-------- AVAILABLE RECORDS

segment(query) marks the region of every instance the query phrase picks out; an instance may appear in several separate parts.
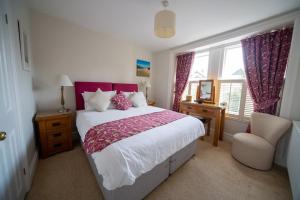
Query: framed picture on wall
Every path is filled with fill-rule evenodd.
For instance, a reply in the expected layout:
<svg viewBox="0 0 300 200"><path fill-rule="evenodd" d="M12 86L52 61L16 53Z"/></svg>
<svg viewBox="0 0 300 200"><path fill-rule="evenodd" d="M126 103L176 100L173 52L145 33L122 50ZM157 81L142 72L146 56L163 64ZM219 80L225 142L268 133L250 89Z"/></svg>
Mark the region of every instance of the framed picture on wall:
<svg viewBox="0 0 300 200"><path fill-rule="evenodd" d="M146 60L136 60L136 75L137 76L150 76L150 61Z"/></svg>
<svg viewBox="0 0 300 200"><path fill-rule="evenodd" d="M22 68L25 71L30 71L30 54L29 54L29 41L27 31L23 28L22 24L18 20L18 36L19 47L21 55Z"/></svg>

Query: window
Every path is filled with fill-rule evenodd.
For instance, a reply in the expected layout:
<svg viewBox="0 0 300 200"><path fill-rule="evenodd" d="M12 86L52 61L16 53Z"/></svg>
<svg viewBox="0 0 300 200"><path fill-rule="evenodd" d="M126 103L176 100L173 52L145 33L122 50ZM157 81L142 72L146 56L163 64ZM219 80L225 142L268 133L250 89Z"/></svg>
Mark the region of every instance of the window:
<svg viewBox="0 0 300 200"><path fill-rule="evenodd" d="M195 55L189 81L207 79L209 53L198 53Z"/></svg>
<svg viewBox="0 0 300 200"><path fill-rule="evenodd" d="M247 119L253 112L253 103L247 89L243 51L240 43L211 48L196 53L187 87L182 95L196 99L199 80L218 79L216 104L226 103L227 116Z"/></svg>
<svg viewBox="0 0 300 200"><path fill-rule="evenodd" d="M221 80L219 103L226 103L226 113L234 118L249 118L253 102L245 80Z"/></svg>
<svg viewBox="0 0 300 200"><path fill-rule="evenodd" d="M196 99L199 80L205 80L207 79L208 76L208 62L209 62L208 51L203 53L197 53L195 55L188 84L182 95L183 100L186 98L186 95L192 95L193 100Z"/></svg>
<svg viewBox="0 0 300 200"><path fill-rule="evenodd" d="M220 86L220 102L226 102L227 113L239 115L243 84L240 82L222 82Z"/></svg>
<svg viewBox="0 0 300 200"><path fill-rule="evenodd" d="M224 48L222 74L219 85L219 103L226 103L226 112L234 118L248 118L253 103L247 89L241 45Z"/></svg>
<svg viewBox="0 0 300 200"><path fill-rule="evenodd" d="M245 79L243 51L241 45L224 48L222 79Z"/></svg>

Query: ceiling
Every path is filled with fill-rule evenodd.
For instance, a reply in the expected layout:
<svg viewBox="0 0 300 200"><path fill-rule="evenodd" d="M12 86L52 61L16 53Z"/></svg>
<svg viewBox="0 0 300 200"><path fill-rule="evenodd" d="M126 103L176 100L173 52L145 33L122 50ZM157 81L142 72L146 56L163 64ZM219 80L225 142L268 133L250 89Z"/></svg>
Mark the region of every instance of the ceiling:
<svg viewBox="0 0 300 200"><path fill-rule="evenodd" d="M160 0L28 0L31 8L111 34L152 52L183 45L300 7L300 0L170 0L176 35L154 36Z"/></svg>

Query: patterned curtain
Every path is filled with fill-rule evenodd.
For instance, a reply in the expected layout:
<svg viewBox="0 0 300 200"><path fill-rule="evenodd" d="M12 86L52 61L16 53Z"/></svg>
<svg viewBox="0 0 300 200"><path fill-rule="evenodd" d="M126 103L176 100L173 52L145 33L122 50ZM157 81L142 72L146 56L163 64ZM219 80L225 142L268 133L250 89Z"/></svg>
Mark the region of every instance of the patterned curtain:
<svg viewBox="0 0 300 200"><path fill-rule="evenodd" d="M179 111L181 96L187 85L194 57L195 52L177 56L175 97L173 103L174 111Z"/></svg>
<svg viewBox="0 0 300 200"><path fill-rule="evenodd" d="M248 88L254 112L275 115L283 85L293 28L242 40Z"/></svg>

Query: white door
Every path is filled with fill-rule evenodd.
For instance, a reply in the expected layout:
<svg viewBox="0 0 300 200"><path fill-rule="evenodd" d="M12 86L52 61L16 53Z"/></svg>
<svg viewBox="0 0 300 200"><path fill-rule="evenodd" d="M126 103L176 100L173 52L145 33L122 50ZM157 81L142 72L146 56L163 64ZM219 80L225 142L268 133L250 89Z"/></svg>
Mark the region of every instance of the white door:
<svg viewBox="0 0 300 200"><path fill-rule="evenodd" d="M26 155L20 155L7 2L0 0L0 199L15 200L24 198L22 157Z"/></svg>

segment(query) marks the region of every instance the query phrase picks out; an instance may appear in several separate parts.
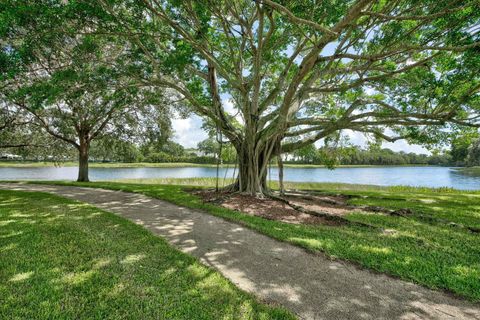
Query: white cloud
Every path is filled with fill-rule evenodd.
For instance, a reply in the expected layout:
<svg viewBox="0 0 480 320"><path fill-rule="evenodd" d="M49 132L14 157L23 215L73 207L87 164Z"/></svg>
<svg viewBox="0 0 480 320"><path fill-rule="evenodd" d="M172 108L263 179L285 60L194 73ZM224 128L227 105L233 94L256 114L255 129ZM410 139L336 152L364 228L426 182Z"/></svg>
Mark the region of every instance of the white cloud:
<svg viewBox="0 0 480 320"><path fill-rule="evenodd" d="M371 96L371 95L377 93L377 91L375 91L373 88L367 87L365 89L365 93Z"/></svg>
<svg viewBox="0 0 480 320"><path fill-rule="evenodd" d="M224 109L227 113L229 113L231 115L234 115L236 113L232 99L223 99L222 104L223 104L223 107L224 107Z"/></svg>
<svg viewBox="0 0 480 320"><path fill-rule="evenodd" d="M243 123L242 117L235 109L233 101L229 96L222 96L222 103L228 114L236 115L236 119ZM186 119L177 117L172 120L172 127L175 131L173 140L185 148L196 148L200 141L208 138L207 132L202 129L202 118L196 115L191 115Z"/></svg>
<svg viewBox="0 0 480 320"><path fill-rule="evenodd" d="M352 131L352 130L345 130L344 133L350 138L350 142L354 145L365 147L367 145L367 138L361 132ZM383 142L382 148L388 148L392 151L403 151L403 152L414 152L414 153L423 153L423 154L431 154L430 151L425 149L424 147L418 144L410 144L405 140L398 140L395 142Z"/></svg>
<svg viewBox="0 0 480 320"><path fill-rule="evenodd" d="M361 132L344 130L343 134L347 135L350 139L350 142L356 146L365 147L367 145L367 137Z"/></svg>
<svg viewBox="0 0 480 320"><path fill-rule="evenodd" d="M409 144L405 140L398 140L398 141L395 141L395 142L384 142L382 144L382 147L383 148L388 148L388 149L396 151L396 152L403 151L403 152L407 152L407 153L408 152L414 152L414 153L431 154L431 152L428 151L427 149L425 149L424 147L422 147L418 144Z"/></svg>
<svg viewBox="0 0 480 320"><path fill-rule="evenodd" d="M222 104L226 113L228 113L231 116L235 116L235 119L237 119L239 123L243 124L243 118L240 115L240 112L238 112L238 110L235 108L233 99L223 96Z"/></svg>
<svg viewBox="0 0 480 320"><path fill-rule="evenodd" d="M173 140L185 148L196 148L197 143L208 138L205 130L201 128L202 119L190 116L186 119L173 119L172 127L175 131Z"/></svg>

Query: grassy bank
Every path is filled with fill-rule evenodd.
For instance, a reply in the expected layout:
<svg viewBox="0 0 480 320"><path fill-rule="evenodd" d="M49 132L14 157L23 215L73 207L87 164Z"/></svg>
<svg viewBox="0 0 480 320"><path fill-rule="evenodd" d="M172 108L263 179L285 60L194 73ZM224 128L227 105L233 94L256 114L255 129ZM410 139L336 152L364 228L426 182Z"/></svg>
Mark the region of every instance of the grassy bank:
<svg viewBox="0 0 480 320"><path fill-rule="evenodd" d="M457 171L473 176L480 176L480 167L458 168Z"/></svg>
<svg viewBox="0 0 480 320"><path fill-rule="evenodd" d="M0 319L292 319L114 214L0 191Z"/></svg>
<svg viewBox="0 0 480 320"><path fill-rule="evenodd" d="M203 182L197 181L197 186L213 182L208 179L200 181ZM183 186L125 182L57 183L138 192L201 209L281 241L312 251L322 251L333 258L349 260L369 269L480 301L480 236L459 226L480 228L478 192L345 184L290 184L289 187L348 194L353 196L350 200L352 204L414 210L407 218L359 213L347 215L351 221L367 223L374 228L356 225L303 226L266 220L202 203L197 197L185 192L187 182L192 184L194 180L180 180L180 183L184 183Z"/></svg>
<svg viewBox="0 0 480 320"><path fill-rule="evenodd" d="M232 183L232 178L219 179L220 186L225 186ZM215 178L151 178L151 179L116 179L109 180L109 182L128 183L128 184L168 184L178 186L194 186L194 187L206 187L211 188L215 186ZM50 183L50 182L47 182ZM56 183L56 182L55 182ZM61 182L62 183L62 182ZM68 182L67 182L68 183ZM278 181L268 181L270 188L278 189ZM284 182L286 189L302 189L302 190L321 190L325 192L339 191L389 191L389 192L414 192L414 193L456 193L456 194L475 194L478 191L465 191L458 190L449 187L429 188L429 187L413 187L413 186L377 186L371 184L350 184L350 183L337 183L337 182Z"/></svg>

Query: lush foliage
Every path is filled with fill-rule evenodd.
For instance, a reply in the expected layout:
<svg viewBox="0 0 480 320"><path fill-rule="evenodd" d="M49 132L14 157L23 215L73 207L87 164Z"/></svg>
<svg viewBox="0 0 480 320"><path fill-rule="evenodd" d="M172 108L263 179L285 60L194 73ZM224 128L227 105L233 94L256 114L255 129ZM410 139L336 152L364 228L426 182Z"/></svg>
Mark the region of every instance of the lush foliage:
<svg viewBox="0 0 480 320"><path fill-rule="evenodd" d="M81 32L62 5L9 5L2 4L2 58L10 61L0 105L31 124L32 139L47 134L77 149L79 181L88 181L98 137L131 141L170 125L169 95L134 84L125 42Z"/></svg>
<svg viewBox="0 0 480 320"><path fill-rule="evenodd" d="M39 131L29 117L7 105L0 108L0 156L5 154L35 160L65 160L71 157L63 141Z"/></svg>
<svg viewBox="0 0 480 320"><path fill-rule="evenodd" d="M457 166L464 166L471 146L480 138L476 128L463 130L451 141L450 155L452 162Z"/></svg>
<svg viewBox="0 0 480 320"><path fill-rule="evenodd" d="M332 149L329 147L315 148L307 146L285 156L285 163L335 165L451 165L448 154L416 154L394 152L390 149L359 148L349 146Z"/></svg>
<svg viewBox="0 0 480 320"><path fill-rule="evenodd" d="M480 166L480 139L474 141L469 149L466 158L468 166Z"/></svg>
<svg viewBox="0 0 480 320"><path fill-rule="evenodd" d="M293 319L114 214L0 191L2 319Z"/></svg>

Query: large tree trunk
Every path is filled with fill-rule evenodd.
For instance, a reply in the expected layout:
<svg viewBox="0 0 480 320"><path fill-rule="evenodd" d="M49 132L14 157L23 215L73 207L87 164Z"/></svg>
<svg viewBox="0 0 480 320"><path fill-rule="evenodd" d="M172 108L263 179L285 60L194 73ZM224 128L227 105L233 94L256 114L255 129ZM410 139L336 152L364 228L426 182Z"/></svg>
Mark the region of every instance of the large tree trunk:
<svg viewBox="0 0 480 320"><path fill-rule="evenodd" d="M268 192L268 163L272 157L273 144L258 145L255 140L246 140L237 148L238 177L234 190L261 196Z"/></svg>
<svg viewBox="0 0 480 320"><path fill-rule="evenodd" d="M84 139L80 139L78 148L78 182L88 182L88 151L90 143Z"/></svg>

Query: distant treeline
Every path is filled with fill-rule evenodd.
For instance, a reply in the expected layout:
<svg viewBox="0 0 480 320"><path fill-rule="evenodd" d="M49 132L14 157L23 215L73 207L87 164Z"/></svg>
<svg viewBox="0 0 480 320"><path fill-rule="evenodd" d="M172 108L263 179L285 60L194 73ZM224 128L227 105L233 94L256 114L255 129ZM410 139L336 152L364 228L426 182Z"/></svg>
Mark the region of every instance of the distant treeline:
<svg viewBox="0 0 480 320"><path fill-rule="evenodd" d="M219 145L209 138L200 142L196 149L186 149L171 140L161 143L137 145L120 139L99 139L90 149L90 161L94 162L149 162L149 163L199 163L215 164L218 159ZM457 152L458 153L458 152ZM466 152L465 152L466 153ZM455 154L455 153L454 153ZM45 153L35 154L32 150L22 153L16 150L15 160L75 160L74 150L65 149L61 157L53 158ZM236 153L229 144L222 146L222 163L235 163ZM284 163L315 165L458 165L458 157L452 158L451 152L425 155L406 152L394 152L390 149L350 146L332 149L316 148L314 145L299 149L291 154L283 154ZM273 160L276 162L276 160Z"/></svg>
<svg viewBox="0 0 480 320"><path fill-rule="evenodd" d="M219 146L213 139L200 142L196 149L185 149L178 143L168 141L161 146L140 146L131 143L92 145L92 159L103 162L187 162L214 164ZM394 152L390 149L341 149L316 148L314 145L292 154L284 154L285 163L317 165L451 165L450 154L425 155ZM223 163L234 163L235 151L229 144L222 146Z"/></svg>
<svg viewBox="0 0 480 320"><path fill-rule="evenodd" d="M426 155L395 152L390 149L362 149L350 147L342 150L309 148L286 157L286 163L324 165L451 165L449 154Z"/></svg>
<svg viewBox="0 0 480 320"><path fill-rule="evenodd" d="M149 162L149 163L216 163L215 154L206 154L202 151L185 149L174 141L149 143L137 146L124 141L102 140L92 144L91 159L97 162Z"/></svg>
<svg viewBox="0 0 480 320"><path fill-rule="evenodd" d="M450 165L451 157L447 154L425 155L416 153L394 152L390 149L358 150L343 157L342 164L372 164L372 165L404 165L429 164Z"/></svg>

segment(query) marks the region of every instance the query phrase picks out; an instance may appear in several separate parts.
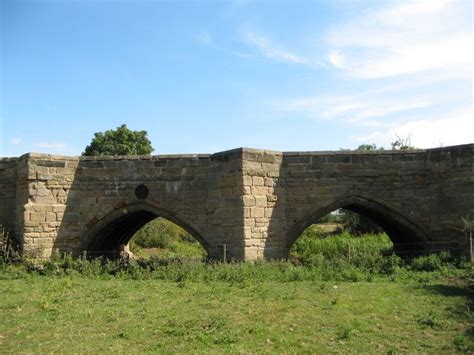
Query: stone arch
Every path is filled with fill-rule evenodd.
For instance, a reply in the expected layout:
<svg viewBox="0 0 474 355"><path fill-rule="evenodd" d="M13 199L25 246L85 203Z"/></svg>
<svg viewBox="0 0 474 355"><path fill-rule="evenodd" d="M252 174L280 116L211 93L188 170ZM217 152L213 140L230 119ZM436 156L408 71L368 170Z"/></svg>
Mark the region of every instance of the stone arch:
<svg viewBox="0 0 474 355"><path fill-rule="evenodd" d="M142 226L157 217L166 218L186 230L209 253L209 243L196 226L149 200L123 203L95 219L88 225L81 240L82 250L90 255L114 255Z"/></svg>
<svg viewBox="0 0 474 355"><path fill-rule="evenodd" d="M353 195L321 207L317 211L309 213L297 221L287 234L286 245L288 250L290 250L293 243L307 227L339 208L359 213L376 222L392 240L395 251L403 251L405 249L422 250L423 243L431 240L425 230L417 224L416 221L396 208L388 207L368 197ZM413 244L414 247L406 248L407 244Z"/></svg>

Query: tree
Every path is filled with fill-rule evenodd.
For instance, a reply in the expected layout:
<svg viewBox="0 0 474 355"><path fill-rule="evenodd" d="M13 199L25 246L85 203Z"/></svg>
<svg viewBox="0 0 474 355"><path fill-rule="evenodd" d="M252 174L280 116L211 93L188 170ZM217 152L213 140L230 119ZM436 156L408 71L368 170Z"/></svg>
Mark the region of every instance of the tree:
<svg viewBox="0 0 474 355"><path fill-rule="evenodd" d="M375 144L361 144L356 150L377 150L377 146Z"/></svg>
<svg viewBox="0 0 474 355"><path fill-rule="evenodd" d="M397 140L390 143L392 150L415 150L416 148L411 145L411 134L408 134L406 138L401 138L398 134L395 134Z"/></svg>
<svg viewBox="0 0 474 355"><path fill-rule="evenodd" d="M94 133L82 155L149 155L152 151L146 131L132 131L123 124L116 130Z"/></svg>
<svg viewBox="0 0 474 355"><path fill-rule="evenodd" d="M341 222L344 228L353 235L382 233L383 229L369 217L343 209Z"/></svg>

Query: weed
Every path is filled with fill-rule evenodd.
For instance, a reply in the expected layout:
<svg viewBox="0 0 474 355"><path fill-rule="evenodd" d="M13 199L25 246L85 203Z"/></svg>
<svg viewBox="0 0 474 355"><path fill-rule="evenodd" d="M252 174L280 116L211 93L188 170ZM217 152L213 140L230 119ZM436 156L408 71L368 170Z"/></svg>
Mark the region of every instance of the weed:
<svg viewBox="0 0 474 355"><path fill-rule="evenodd" d="M353 329L349 326L343 326L339 328L337 339L338 340L347 340L351 337Z"/></svg>
<svg viewBox="0 0 474 355"><path fill-rule="evenodd" d="M453 344L458 351L468 353L474 350L473 341L465 335L456 336L453 340Z"/></svg>
<svg viewBox="0 0 474 355"><path fill-rule="evenodd" d="M440 329L443 327L443 321L440 315L430 311L428 314L423 314L417 317L417 322L423 328L437 328Z"/></svg>

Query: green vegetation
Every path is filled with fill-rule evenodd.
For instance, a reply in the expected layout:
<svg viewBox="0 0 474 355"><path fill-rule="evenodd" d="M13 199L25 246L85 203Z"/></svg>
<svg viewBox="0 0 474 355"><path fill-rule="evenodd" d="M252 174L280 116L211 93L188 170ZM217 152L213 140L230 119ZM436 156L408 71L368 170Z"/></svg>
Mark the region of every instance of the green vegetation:
<svg viewBox="0 0 474 355"><path fill-rule="evenodd" d="M339 224L339 231L345 230L353 235L380 234L383 232L379 225L370 218L344 208L328 213L319 220L316 226L323 226L328 223Z"/></svg>
<svg viewBox="0 0 474 355"><path fill-rule="evenodd" d="M82 155L149 155L152 151L146 131L132 131L123 124L116 130L94 133Z"/></svg>
<svg viewBox="0 0 474 355"><path fill-rule="evenodd" d="M350 262L354 265L371 260L381 263L388 260L384 257L391 253L392 242L385 233L366 234L354 237L349 232L344 231L335 235L325 236L318 234L319 226L307 228L294 243L290 260L293 263L311 265L316 260L338 260ZM401 259L391 256L397 263Z"/></svg>
<svg viewBox="0 0 474 355"><path fill-rule="evenodd" d="M392 150L415 150L416 147L411 145L411 134L408 134L406 138L400 137L398 134L395 134L397 139L390 143Z"/></svg>
<svg viewBox="0 0 474 355"><path fill-rule="evenodd" d="M370 150L370 151L376 151L376 150L384 150L383 147L377 147L374 143L372 144L361 144L357 147L356 150Z"/></svg>
<svg viewBox="0 0 474 355"><path fill-rule="evenodd" d="M66 257L2 264L2 350L473 350L467 269L425 260L418 263L442 266L401 267L353 282L339 262L332 274L289 262L103 264Z"/></svg>
<svg viewBox="0 0 474 355"><path fill-rule="evenodd" d="M164 218L156 218L140 228L130 241L130 250L138 257L203 259L206 256L191 234Z"/></svg>
<svg viewBox="0 0 474 355"><path fill-rule="evenodd" d="M166 220L146 228L134 237L138 254L198 245ZM2 350L474 351L470 264L448 253L402 260L385 234L353 237L338 224L308 228L289 261L202 262L178 251L0 262Z"/></svg>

----------------

TASK GOAL>
Everything above from the line containing "Query: ceiling" down to the line containing "Query: patterned curtain" is to be transcribed exactly, with both of those lines included and nothing else added.

TASK SOLUTION>
Query: ceiling
Every path is filled with fill-rule evenodd.
For instance, a reply in the expected layout:
<svg viewBox="0 0 300 200"><path fill-rule="evenodd" d="M12 86L52 61L16 53Z"/></svg>
<svg viewBox="0 0 300 200"><path fill-rule="evenodd" d="M126 103L176 100L173 52L145 33L122 50ZM157 81L142 72L146 56L163 64ZM219 80L225 142L268 133L250 89Z"/></svg>
Mark the region of every instance of the ceiling:
<svg viewBox="0 0 300 200"><path fill-rule="evenodd" d="M160 0L28 0L31 8L111 34L152 52L183 45L300 7L300 0L170 0L176 35L154 36Z"/></svg>

Query: patterned curtain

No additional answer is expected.